▶ _Given problem a_
The essay below on teaching patriarchy asks, "Why aren't we as educators...", and lists several groups in that question. List every group it names there.

▶ _Text provided_
□ □ □
Needless to say, patriarchy was not a foreign concept to me. In fact I introduced this student to the topic. But never did I consider that our conversations would encourage any student to become so eager to know more about this complex concept that it would become the focus of their independent research project. I was incredibly excited and the excitement in his eyes nearly knocked me off of my feet.

Like many of my male students, this student talked about the behaviors he consciously performed as a means to conform to the idea of being a man. These young men spoke candidly in our class discussions about the very fact that they hide pain, fear, and suffering because they have learned that these things are contrary to manliness and in the face of their equally candid female classmates, my male students even spoke about the need to regard or at least appear to regard women as sexual objects.

Why? Why did my students have to wait until six months before their high school graduation to have a safe space to share these things? Why had no one ever challenged my boys to rethink their definition of a man and for the young women in my classroom to think about the idea of womanhood in new ways? Why had no one told my football players that it was ok and in fact awesome that they disagreed with homophobia? Why aren’t we as educators, leaders, parents, mentors, activists, adults in general, encouraging youth to have more conversations about these complicated issues that they are sure to face?

The enthusiasm I saw on the face of that student when I told him that I would be his advisor for his senior project on patriarchy in America and our email correspondences over the holiday break are all the evidence I need to believe that our youth want to be intellectually challenged. They want to be given the permission and encouragement they feel they need to be imaginative and creative in their thinking. They want, desperately, to explore their world, their identities, and to investigate the very topics on which even we as adults are often silent. This to me is education in its purest form. This isn’t a process by which we fill the heads of youth, but a process in which we present to them the framework for critical thought and a deep understanding of the need to explore the world. In doing so, we neglect our selfish and egotistical interest of positioning ourselves as the stewards of answers and provoke the minds of our children enough to make them eagerly inquisitive.

My student will not only be successful in understanding manliness and patriarchy, but he will, through his work, be personally changed as the ideas he will encounter will develop his mind and his understanding of self. It has been my honor to be a part of this process for him and I am thrilled about the possibilities that rest before him and other students who are in search of truth.
□ □ □
▶ _Given problem b_
From the data entries below, duplicate the lines starting at the line that contains "As a warehouse robot's perception module, locate green lawn" and ending at the line that contains "158, 248, 178, 262".

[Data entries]
□ □ □
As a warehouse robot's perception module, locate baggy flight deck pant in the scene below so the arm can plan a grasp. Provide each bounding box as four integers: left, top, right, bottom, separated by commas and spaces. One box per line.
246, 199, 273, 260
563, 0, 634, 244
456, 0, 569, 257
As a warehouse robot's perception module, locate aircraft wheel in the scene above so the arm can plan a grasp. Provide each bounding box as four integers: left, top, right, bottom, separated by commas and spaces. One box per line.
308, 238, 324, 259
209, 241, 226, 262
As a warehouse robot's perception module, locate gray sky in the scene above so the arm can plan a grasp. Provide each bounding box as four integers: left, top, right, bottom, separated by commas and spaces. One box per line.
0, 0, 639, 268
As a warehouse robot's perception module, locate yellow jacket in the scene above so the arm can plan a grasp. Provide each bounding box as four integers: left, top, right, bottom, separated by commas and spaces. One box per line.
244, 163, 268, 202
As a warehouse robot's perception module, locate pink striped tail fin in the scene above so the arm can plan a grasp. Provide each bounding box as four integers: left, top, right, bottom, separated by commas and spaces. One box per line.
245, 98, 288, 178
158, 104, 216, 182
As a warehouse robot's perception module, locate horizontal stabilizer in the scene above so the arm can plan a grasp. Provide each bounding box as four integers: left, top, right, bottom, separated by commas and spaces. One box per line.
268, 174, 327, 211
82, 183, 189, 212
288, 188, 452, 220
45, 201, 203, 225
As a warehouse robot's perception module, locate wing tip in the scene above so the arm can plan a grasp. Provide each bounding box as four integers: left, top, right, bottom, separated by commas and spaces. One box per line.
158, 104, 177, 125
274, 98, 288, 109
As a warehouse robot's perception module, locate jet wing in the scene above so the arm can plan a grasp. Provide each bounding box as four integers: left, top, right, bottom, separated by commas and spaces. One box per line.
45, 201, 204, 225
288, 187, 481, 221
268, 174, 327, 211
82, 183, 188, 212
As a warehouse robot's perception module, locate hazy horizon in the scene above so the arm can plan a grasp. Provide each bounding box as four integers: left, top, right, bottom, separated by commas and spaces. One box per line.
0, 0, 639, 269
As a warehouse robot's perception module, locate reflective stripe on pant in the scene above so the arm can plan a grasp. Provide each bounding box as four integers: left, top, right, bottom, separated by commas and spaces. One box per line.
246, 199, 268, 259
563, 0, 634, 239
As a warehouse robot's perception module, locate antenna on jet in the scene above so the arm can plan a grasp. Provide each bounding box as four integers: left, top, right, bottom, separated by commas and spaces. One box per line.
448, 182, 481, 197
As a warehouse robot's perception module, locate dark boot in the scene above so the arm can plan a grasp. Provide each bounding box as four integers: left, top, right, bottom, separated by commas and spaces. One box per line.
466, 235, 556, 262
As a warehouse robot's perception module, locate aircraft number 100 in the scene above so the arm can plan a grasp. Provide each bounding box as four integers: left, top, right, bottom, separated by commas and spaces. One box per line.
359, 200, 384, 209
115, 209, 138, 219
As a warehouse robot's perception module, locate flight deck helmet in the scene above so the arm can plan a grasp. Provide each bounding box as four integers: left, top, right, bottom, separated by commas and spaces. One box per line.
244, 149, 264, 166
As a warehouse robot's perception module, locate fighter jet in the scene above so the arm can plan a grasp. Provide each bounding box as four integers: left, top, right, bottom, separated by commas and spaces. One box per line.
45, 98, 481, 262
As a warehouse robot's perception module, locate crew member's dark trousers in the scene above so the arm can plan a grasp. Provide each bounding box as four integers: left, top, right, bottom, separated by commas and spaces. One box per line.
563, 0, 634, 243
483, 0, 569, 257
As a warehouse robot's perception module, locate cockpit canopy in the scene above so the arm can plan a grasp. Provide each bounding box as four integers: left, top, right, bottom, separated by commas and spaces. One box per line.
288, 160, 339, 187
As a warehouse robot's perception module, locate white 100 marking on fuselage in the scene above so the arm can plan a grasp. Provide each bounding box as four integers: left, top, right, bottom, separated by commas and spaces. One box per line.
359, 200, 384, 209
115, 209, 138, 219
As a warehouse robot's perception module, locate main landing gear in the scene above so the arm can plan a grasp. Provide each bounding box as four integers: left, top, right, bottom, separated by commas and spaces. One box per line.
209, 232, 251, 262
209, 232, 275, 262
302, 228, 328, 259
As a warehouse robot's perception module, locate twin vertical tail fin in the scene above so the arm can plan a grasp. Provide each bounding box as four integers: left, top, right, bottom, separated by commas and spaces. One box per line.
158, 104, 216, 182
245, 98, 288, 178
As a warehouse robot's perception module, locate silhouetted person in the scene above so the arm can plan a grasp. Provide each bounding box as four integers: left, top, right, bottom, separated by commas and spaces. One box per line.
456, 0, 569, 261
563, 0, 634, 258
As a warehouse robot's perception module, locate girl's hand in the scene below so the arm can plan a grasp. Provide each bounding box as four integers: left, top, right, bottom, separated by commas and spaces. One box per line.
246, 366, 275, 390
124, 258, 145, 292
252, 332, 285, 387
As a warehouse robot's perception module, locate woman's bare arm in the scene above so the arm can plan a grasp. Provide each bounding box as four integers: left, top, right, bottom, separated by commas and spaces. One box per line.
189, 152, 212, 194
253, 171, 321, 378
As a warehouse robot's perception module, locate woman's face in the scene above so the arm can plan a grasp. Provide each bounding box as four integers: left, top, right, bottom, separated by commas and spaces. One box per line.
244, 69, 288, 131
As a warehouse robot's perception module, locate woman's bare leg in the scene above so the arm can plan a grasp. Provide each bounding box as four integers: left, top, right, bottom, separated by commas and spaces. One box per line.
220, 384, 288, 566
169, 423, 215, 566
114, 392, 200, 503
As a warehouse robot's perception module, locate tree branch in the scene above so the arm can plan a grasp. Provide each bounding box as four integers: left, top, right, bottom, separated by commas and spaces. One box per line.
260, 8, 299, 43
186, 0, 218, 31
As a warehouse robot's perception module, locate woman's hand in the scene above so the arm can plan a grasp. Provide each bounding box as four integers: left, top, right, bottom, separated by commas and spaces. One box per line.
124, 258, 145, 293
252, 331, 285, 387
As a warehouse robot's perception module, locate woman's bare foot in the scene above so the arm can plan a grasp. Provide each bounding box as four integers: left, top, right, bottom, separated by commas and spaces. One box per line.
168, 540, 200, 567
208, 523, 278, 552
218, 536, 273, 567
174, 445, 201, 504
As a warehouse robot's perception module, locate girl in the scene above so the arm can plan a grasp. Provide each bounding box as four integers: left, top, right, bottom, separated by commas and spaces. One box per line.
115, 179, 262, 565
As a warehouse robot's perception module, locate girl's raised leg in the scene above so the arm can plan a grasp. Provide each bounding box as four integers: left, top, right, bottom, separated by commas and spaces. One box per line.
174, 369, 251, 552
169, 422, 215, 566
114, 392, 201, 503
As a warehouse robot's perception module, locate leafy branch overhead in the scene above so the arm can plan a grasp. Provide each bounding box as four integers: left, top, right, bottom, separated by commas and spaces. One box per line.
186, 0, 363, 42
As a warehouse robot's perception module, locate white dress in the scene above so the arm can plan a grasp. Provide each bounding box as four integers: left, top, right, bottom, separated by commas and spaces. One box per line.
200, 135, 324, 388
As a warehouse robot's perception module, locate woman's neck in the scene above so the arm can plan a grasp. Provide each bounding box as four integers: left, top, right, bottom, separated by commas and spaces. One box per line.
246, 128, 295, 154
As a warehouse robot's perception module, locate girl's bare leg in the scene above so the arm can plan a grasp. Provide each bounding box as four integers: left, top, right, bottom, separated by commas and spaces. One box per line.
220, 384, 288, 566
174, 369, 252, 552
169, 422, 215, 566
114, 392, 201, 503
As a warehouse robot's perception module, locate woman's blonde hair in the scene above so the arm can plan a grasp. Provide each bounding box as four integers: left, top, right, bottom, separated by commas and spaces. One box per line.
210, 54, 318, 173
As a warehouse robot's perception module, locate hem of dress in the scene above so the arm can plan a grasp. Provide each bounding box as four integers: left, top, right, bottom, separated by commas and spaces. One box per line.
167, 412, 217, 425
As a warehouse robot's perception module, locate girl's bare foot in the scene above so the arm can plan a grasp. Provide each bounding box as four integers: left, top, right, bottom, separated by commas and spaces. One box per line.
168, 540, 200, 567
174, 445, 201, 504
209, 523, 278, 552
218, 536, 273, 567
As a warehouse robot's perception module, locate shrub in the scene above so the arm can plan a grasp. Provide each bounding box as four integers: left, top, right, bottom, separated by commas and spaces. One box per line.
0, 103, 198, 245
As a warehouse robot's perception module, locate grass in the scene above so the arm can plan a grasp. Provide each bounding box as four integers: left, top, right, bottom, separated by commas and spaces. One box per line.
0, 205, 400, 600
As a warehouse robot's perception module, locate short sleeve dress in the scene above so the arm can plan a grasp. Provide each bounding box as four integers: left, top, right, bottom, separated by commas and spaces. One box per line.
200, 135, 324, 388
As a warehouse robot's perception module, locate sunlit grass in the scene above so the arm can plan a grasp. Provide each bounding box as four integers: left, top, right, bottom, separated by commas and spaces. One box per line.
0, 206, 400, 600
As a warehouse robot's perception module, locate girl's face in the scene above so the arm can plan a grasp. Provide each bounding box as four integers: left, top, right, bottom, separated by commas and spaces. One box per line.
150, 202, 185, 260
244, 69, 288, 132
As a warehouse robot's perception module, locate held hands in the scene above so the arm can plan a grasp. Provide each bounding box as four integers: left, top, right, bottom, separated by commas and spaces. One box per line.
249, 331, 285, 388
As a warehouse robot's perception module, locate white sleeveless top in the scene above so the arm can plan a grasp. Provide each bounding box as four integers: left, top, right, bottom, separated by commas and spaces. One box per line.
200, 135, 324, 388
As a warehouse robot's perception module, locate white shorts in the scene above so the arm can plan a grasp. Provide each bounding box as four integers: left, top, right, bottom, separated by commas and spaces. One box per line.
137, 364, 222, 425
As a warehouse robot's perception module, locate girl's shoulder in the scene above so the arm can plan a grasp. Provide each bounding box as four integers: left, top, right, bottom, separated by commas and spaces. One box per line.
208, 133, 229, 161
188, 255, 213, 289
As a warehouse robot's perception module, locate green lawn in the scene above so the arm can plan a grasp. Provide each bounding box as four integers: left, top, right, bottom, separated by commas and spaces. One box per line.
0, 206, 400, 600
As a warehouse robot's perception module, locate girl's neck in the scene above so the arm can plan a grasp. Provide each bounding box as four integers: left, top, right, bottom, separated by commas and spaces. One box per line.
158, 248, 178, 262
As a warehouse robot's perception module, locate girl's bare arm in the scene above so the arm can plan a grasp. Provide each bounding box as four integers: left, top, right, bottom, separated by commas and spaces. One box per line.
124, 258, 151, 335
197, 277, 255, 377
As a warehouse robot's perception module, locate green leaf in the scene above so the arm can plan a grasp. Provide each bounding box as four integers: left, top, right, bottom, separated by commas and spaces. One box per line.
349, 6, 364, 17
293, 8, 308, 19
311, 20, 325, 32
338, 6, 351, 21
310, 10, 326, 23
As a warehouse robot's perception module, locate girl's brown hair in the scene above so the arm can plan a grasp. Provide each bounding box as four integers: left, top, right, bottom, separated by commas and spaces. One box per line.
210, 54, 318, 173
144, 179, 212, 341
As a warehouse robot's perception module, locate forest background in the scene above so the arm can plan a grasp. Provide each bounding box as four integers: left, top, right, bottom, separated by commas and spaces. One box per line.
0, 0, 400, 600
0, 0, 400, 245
□ □ □
▶ _Task response a_
educators, leaders, parents, mentors, activists, adults in general

▶ _Task response b_
As a warehouse robot's perception module, locate green lawn in the scene above so the arm can plan a grasp. Provide each bounding box as four integers: left, top, right, bottom, separated by commas and spaces. One box per line.
0, 206, 400, 600
As a warehouse robot's perception module, locate girl's neck in the scene above so the arm can plan a grasp. Provide each bounding box as four integers: left, top, right, bottom, separated by commas and spaces. One box per line.
158, 248, 178, 262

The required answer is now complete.